* [TASKS AND EXERCISES]
(1) The text about founders and speaking up names the groups to whom most founders are not saying things out loud. List them.
(2) Translate this sentence from the text about founders and speaking up into Spanish: "Two concrete options are worth more than a hundred encouraging words, because hope isn't a feeling."

* [READING TEXT]
That belief doesn't survive in a vacuum. It needs an environment where it's safe to admit you don't know the route yet.

Harvard's Amy Edmondson spent years studying what makes teams perform. Her most counterintuitive finding came from hospitals. She expected the best teams to make fewer mistakes. They didn't. They reported more — because they felt safe enough to say something. The same dynamic shows up in aviation. When co-pilots don't feel safe correcting their captains, planes go down. The industry only changed when speaking up — even upward — became expected. Not punished.

Most of your founders are sitting on things they're not saying out loud. To their investors. Their co-founders. Their teams. The more uncertain the environment, the less they speak. And the less they speak, the worse it gets.

You, whether a venture leader or a manager, are one of the few people in a founder's or employee’s life whose job it is to hold both their potential and struggle at the same time. That's not a small thing.

The most useful thing you can do is show a person a path they couldn't see on their own. Not encouragement — a specific route. Two concrete options are worth more than a hundred encouraging words, because hope isn't a feeling. It's a map.

What makes that harder is that most programs are accidentally training founders to hide. When you celebrate the ones who project certainty, you teach the rest that confidence is what gets rewarded. A founder who can say I don't know what to do in your presence is a founder who will actually figure it out. Most of them never feel secure enough to say when they need directions.

* [Excerpts from a dataset]
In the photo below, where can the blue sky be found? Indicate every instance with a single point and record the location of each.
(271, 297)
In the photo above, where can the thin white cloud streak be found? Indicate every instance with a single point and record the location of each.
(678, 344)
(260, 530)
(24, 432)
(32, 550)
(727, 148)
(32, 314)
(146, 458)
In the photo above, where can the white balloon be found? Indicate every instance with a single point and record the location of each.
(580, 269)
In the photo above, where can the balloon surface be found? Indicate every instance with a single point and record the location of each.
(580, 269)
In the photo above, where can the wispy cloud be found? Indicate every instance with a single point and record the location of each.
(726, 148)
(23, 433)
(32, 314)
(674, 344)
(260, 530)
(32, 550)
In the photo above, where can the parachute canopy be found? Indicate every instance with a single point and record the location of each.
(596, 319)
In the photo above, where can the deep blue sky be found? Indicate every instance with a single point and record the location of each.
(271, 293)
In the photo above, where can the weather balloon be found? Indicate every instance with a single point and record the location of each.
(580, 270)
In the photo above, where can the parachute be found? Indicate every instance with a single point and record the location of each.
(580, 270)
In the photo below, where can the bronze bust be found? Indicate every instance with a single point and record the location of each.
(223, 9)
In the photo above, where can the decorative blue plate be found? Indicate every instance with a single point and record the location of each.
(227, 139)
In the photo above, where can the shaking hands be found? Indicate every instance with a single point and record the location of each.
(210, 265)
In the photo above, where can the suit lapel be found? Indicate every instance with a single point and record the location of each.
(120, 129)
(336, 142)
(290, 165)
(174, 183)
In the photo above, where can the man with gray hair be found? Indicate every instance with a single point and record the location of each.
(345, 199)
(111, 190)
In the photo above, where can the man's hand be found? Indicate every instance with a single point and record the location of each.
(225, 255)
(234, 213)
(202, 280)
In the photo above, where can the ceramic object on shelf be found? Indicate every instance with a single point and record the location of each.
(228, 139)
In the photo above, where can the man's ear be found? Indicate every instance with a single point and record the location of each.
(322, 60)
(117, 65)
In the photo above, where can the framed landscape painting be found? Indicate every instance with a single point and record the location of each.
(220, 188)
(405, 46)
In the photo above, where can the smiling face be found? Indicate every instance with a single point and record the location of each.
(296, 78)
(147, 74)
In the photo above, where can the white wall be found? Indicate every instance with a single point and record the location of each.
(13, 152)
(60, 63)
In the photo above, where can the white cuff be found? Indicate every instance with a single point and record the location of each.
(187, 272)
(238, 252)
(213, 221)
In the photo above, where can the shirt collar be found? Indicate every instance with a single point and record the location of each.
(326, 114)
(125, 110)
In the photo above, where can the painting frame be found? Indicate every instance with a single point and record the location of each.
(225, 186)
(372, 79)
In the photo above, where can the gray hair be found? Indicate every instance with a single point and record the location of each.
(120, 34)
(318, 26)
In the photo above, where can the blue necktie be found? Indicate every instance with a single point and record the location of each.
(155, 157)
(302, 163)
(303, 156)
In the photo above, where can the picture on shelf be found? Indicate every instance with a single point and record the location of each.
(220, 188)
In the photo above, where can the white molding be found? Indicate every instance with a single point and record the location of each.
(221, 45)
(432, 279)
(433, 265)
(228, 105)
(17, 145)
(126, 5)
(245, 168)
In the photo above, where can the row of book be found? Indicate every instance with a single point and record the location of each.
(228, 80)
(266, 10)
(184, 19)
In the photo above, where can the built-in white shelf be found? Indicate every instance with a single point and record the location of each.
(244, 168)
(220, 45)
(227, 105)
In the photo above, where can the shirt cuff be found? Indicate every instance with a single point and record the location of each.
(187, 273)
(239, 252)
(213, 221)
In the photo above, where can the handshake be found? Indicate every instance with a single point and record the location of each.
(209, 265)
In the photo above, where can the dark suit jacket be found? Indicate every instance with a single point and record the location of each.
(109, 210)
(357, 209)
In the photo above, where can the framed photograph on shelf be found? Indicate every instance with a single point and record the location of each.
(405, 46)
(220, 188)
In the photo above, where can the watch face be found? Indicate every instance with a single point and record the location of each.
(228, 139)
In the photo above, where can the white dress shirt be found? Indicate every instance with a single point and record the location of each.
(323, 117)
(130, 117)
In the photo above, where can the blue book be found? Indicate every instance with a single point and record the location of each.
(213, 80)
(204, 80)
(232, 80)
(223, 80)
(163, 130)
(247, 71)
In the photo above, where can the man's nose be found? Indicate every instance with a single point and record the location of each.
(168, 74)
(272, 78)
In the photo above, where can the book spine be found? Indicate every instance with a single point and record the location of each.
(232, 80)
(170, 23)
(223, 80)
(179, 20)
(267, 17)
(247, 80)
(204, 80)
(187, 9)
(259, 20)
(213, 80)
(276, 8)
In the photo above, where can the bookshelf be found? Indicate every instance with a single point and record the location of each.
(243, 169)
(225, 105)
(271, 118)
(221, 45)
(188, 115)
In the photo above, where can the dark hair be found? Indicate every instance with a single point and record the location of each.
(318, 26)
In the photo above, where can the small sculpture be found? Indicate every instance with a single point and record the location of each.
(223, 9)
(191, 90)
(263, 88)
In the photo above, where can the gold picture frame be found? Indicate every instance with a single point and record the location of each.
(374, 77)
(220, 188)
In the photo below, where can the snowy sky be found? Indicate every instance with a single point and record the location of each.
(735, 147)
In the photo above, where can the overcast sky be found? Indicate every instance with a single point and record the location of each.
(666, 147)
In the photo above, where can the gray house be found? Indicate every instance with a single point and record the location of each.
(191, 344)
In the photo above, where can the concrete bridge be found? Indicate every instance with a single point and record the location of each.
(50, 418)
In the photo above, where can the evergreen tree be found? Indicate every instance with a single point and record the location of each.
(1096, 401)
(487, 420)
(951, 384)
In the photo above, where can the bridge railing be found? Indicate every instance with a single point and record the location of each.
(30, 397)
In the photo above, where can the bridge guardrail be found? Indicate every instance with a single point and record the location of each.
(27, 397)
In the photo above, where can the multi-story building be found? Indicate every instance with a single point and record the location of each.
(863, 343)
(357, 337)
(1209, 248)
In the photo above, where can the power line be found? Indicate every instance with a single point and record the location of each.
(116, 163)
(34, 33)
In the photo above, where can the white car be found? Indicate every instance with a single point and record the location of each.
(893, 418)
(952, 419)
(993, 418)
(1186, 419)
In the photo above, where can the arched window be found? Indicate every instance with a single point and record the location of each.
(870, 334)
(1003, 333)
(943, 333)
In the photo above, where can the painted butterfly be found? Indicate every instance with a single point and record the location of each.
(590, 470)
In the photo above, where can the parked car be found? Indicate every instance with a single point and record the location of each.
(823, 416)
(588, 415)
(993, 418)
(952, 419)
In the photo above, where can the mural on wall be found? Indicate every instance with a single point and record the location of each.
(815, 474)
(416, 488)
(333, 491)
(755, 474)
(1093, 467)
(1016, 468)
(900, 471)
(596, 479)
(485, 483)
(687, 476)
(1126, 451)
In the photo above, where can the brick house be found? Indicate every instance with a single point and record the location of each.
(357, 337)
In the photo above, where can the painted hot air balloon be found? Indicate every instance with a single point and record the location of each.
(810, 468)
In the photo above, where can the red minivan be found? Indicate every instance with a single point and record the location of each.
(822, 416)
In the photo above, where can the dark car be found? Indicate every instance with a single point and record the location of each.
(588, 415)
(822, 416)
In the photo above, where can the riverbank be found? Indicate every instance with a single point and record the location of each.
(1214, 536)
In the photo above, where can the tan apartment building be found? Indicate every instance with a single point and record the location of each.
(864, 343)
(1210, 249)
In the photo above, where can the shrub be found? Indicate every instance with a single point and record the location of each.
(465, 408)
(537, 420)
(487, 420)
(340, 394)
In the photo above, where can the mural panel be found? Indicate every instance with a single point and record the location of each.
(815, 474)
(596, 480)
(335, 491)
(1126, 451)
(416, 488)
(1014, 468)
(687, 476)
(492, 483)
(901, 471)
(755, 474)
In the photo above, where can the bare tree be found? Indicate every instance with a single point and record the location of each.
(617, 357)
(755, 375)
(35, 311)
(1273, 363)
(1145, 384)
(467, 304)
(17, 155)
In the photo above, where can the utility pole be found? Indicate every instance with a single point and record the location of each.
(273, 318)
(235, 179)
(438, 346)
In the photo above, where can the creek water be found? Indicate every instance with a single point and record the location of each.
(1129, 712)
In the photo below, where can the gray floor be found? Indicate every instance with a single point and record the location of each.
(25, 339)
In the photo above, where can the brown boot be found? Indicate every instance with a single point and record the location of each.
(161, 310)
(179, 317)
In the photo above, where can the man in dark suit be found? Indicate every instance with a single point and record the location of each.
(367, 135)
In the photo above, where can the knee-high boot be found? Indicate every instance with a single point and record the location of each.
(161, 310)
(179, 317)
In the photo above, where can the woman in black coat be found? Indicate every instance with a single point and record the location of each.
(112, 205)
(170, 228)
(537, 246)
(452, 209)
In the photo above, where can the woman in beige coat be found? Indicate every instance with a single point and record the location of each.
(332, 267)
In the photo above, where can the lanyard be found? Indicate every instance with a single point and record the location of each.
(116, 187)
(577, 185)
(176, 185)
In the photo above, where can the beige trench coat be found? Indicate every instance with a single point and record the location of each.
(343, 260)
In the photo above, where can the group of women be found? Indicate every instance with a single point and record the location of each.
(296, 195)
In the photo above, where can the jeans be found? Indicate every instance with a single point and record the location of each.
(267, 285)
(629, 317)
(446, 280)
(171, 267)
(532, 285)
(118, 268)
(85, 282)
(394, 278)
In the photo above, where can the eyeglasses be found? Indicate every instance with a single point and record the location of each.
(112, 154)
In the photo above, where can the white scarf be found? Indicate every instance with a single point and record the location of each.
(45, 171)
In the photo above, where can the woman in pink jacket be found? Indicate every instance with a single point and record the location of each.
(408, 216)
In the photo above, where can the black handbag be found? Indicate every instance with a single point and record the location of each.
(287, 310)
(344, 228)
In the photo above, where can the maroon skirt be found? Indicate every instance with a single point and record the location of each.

* [RESULTS IN ORDER]
(1)
- Their investors
- Their co-founders
- Their teams

(2) Dos opciones concretas valen más que cien palabras de aliento, porque la esperanza no es un sentimiento.